List of LGBT firsts by year
- See also: List of the first LGBT holders of political offices for a listing of office-holders by country.
The examples and perspective in this article deal primarily with the United States and do not represent a worldwide view of the subject. (January 2009) |
This list of lesbian, gay, bisexual, and transgender (LGBT) firsts by year denotes pioneers in various endeavors organized chronologically. Openly LGBT people remain a demographic minority in most cultures. In areas that historically are not known for having (or being friendly to) LGBT people who do not remain closeted, a "first" can make it easier for other openly LGBT persons to enter the field or for those who are closeted to come out. Openly LGBT people being visible in society affects societal attitudes toward homosexuality, bisexuality, and transgenderism on a wider level.
One commonly cited example is Harvey Milk, the first openly gay person to be elected to political office in California, becoming the most visible LGBT politician in the world in the 1970s after decades of resistance to LGBT people by mainstream culture. Milk encouraged LGBT people to come out during his speeches. As a result of his work and assassination along with San Francisco mayor George Moscone, thousands of ordinary people did. In 2002, Milk was called "the most famous and most significantly open LGBT official ever elected in the United States".[1]
330s BC
330 BC
- Alexander III of Macedon — first openly bisexual person to simultaneously be Basileus of Macedon, Hegemon of the Hellenic League, Pharaoh of Egypt and Shahanshah of Persia
1890s
1897
- Scientific-Humanitarian Committee - first gay rights organization
1950s
1955
- Daughters of Bilitis - first lesbian rights organization.

Records excerpted from a collection:
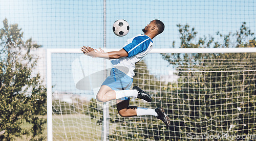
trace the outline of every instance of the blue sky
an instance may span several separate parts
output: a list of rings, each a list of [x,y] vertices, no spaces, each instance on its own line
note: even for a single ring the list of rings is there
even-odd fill
[[[17,23],[22,29],[25,39],[31,37],[45,48],[103,47],[103,4],[99,0],[0,0],[0,26],[7,18],[9,24]],[[141,34],[141,29],[155,19],[165,24],[164,32],[153,39],[155,48],[169,48],[174,41],[179,47],[177,24],[194,27],[201,37],[214,36],[218,31],[234,33],[243,22],[255,33],[255,9],[254,1],[107,0],[106,48],[121,48],[127,38]],[[125,19],[130,25],[129,33],[123,37],[112,31],[114,22],[119,19]],[[76,55],[68,58],[70,63],[66,65],[70,66],[79,55]],[[157,64],[166,66],[164,61],[159,65],[148,60],[152,68]]]

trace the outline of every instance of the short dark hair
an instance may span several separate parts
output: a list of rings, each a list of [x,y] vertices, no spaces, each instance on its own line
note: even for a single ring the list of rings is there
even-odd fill
[[[158,32],[158,34],[162,33],[164,30],[164,24],[160,20],[155,19],[155,23],[158,29],[157,31]]]

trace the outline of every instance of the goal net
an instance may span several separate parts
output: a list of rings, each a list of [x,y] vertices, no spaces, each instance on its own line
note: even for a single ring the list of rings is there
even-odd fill
[[[156,49],[136,64],[133,85],[153,101],[131,98],[130,105],[162,106],[169,127],[153,116],[121,117],[115,100],[96,100],[109,60],[49,49],[48,134],[54,140],[255,139],[256,51],[237,49]]]

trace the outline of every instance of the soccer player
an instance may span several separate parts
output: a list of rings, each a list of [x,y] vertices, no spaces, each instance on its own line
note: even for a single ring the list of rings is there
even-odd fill
[[[118,114],[123,117],[152,115],[162,120],[168,127],[170,119],[162,107],[155,109],[129,106],[130,97],[142,99],[148,102],[152,101],[151,96],[134,86],[130,90],[135,75],[135,63],[140,61],[153,48],[152,39],[164,30],[164,24],[159,20],[154,20],[147,24],[139,34],[127,40],[123,47],[119,51],[104,52],[101,49],[95,49],[89,46],[81,48],[83,53],[94,58],[110,59],[114,66],[111,74],[101,85],[96,95],[99,102],[116,100]]]

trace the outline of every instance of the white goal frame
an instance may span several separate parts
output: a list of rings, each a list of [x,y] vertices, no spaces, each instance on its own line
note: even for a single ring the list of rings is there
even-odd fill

• _THE TASKS_
(a) Answer these questions using the list of LGBT firsts by year.
(i) Which organization does the list name as the first gay rights organization, and in what year?
(ii) In which state was Harvey Milk the first openly gay person elected to political office?
(iii) What month and year accompany the note that the article deals primarily with the United States?
(b) Translate this sentence from the list of LGBT firsts by year into French: "Openly LGBT people remain a demographic minority in most cultures."

• _TASK RESPONSES_
(a)
(i) The Scientific-Humanitarian Committee, in 1897.
(ii) California.
(iii) January 2009.

(b) Les personnes ouvertement LGBT restent une minorité démographique dans la plupart des cultures.